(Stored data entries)
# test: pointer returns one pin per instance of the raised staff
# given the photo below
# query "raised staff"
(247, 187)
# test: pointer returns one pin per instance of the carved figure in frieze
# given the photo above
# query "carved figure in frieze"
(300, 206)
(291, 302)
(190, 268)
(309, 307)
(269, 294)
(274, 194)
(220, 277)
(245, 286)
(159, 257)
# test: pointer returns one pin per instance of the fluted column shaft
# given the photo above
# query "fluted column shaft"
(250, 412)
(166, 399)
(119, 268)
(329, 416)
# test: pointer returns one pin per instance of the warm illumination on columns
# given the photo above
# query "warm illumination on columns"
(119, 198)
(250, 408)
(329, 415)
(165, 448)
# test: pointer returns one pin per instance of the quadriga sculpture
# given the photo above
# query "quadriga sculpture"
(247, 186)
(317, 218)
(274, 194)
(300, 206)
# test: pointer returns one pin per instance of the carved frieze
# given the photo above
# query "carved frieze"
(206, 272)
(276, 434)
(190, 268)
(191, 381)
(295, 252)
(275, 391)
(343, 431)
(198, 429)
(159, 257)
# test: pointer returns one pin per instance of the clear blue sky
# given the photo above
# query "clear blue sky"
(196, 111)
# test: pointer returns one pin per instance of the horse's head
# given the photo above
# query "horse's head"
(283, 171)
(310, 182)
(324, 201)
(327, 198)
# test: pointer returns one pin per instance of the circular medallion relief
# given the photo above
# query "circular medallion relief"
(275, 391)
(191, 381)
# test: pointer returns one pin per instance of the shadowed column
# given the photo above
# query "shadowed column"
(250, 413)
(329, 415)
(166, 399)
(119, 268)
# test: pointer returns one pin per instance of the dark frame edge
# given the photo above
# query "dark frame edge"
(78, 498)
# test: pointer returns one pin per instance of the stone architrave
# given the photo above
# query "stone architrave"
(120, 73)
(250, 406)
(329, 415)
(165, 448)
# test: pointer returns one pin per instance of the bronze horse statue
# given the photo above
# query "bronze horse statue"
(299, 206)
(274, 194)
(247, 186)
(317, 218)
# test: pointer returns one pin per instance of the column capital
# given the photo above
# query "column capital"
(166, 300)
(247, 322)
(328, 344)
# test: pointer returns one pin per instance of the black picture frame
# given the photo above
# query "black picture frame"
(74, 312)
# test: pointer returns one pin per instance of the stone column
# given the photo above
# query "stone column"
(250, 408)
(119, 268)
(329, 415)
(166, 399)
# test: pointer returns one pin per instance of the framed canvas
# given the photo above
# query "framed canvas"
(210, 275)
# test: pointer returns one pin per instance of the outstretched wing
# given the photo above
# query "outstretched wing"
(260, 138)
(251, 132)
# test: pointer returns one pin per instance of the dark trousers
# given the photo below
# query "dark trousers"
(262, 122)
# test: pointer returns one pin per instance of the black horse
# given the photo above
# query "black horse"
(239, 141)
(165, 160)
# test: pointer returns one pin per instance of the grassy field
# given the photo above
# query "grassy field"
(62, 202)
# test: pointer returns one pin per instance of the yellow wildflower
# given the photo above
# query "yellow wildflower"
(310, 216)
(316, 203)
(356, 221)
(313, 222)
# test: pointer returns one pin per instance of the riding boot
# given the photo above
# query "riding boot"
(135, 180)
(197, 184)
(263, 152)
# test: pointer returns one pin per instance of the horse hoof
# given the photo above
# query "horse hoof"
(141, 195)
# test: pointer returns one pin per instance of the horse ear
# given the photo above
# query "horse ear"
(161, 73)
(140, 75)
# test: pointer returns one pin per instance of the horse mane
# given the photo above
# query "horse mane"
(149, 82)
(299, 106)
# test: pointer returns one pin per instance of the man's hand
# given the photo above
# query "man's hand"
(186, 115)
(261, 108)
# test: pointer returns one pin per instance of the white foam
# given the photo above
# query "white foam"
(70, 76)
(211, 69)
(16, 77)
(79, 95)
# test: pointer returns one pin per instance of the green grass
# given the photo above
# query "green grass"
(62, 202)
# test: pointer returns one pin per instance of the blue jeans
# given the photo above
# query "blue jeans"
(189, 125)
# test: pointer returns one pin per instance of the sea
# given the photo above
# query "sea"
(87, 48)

Work request: Every record needs to be written out again, exactly as it was given.

Answer box:
# test: pointer returns one pin per instance of the raised staff
# given the photo below
# query "raised staff"
(247, 187)
# test: pointer returns one pin per instance of the carved figure in frieze
# given the photo above
# query "carved figure in frieze"
(300, 206)
(291, 302)
(190, 268)
(309, 307)
(269, 294)
(274, 194)
(220, 277)
(245, 286)
(159, 257)
# test: pointer returns one pin per instance of the fluted column shaft
# given the photo above
# query "fluted column shaft"
(250, 412)
(166, 399)
(119, 268)
(329, 416)
# test: pointer returns one pin per instance of the warm illumination on columns
# given the photo above
# query "warm illumination on columns"
(119, 198)
(250, 408)
(329, 415)
(165, 448)
# test: pointer returns one pin per instance of the quadriga sculpture
# given the photo above
# query "quadriga sculpture"
(247, 186)
(317, 218)
(274, 194)
(300, 206)
# test: pointer returns one pin per instance of the carved frieze
# given the photo above
# query "carved frieze"
(206, 272)
(276, 434)
(190, 268)
(191, 381)
(295, 252)
(275, 391)
(343, 431)
(198, 429)
(159, 257)
# test: pointer returns one pin per instance of the clear blue sky
# given the photo above
# query "clear blue sky"
(196, 111)
# test: pointer returns one pin per instance of the horse's head
# given the photo above
# query "horse's head"
(283, 171)
(310, 182)
(324, 201)
(327, 198)
# test: pointer returns one pin per instance of the circular medallion relief
# given the photo above
# query "circular medallion relief"
(275, 391)
(191, 381)
# test: pointer returns one pin per instance of the shadowed column
# given the photo above
# query "shadowed column"
(250, 413)
(329, 415)
(166, 399)
(119, 268)
# test: pointer returns one pin per instance of the dark frame edge
# given the photo above
# query "dark frame edge"
(78, 498)
# test: pointer returns one pin per instance of the stone architrave
# given the photo above
# query "stone architrave"
(120, 73)
(250, 406)
(329, 415)
(165, 448)
# test: pointer returns one pin per instance of the bronze horse statue
# given the photo above
# query "bronze horse statue"
(299, 206)
(274, 194)
(247, 186)
(317, 218)
# test: pointer returns one pin per instance of the column capital
# given the photo above
# query "column capital"
(166, 300)
(247, 322)
(328, 344)
# test: pointer returns one pin per instance of the black picture frame
# given the photo above
# query "black picture frame"
(74, 312)
# test: pointer returns one pin per instance of the stone column
# given the photo above
# query "stone column"
(250, 408)
(119, 268)
(329, 415)
(166, 399)
# test: pointer returns one pin per instance of the framed canvas
# given the photo above
# query "framed canvas"
(210, 275)
# test: pointer returns one pin per instance of the outstretched wing
# given the photo above
# query "outstretched wing"
(260, 138)
(251, 132)
# test: pointer returns one pin per instance of the dark trousers
# given the photo below
# query "dark trousers"
(262, 122)
# test: pointer returns one pin per instance of the black horse
# given the photo above
# query "black horse"
(239, 141)
(165, 160)
# test: pointer returns one pin per instance of the grassy field
# given the photo above
# query "grassy field"
(62, 202)
# test: pointer returns one pin per instance of the yellow wildflower
# given the photo above
# query "yellow wildflower"
(310, 216)
(316, 203)
(356, 221)
(313, 222)
# test: pointer returns one pin per instance of the riding boot
# given the photo above
# query "riding boot"
(135, 180)
(197, 184)
(263, 152)
# test: pointer returns one pin per instance of the horse hoof
# given the photo above
# query "horse hoof"
(141, 195)
# test: pointer returns one pin per instance of the horse ear
# given the photo above
# query "horse ear"
(161, 73)
(140, 75)
# test: pointer returns one pin per instance of the horse mane
# given the photo above
# query "horse mane"
(149, 82)
(299, 106)
# test: pointer returns one pin per instance of the man's hand
# given the photo above
# query "man's hand"
(186, 115)
(261, 108)
# test: pointer returns one pin per instance of the white foam
# given the photo above
# query "white foam"
(70, 76)
(211, 69)
(16, 77)
(79, 95)
# test: pointer returns one pin per instance of the green grass
# given the photo above
# query "green grass"
(62, 202)
# test: pointer returns one pin per instance of the blue jeans
# given the photo above
# query "blue jeans"
(189, 125)
# test: pointer returns one pin per instance of the sea
# given the photo above
# query "sea"
(87, 48)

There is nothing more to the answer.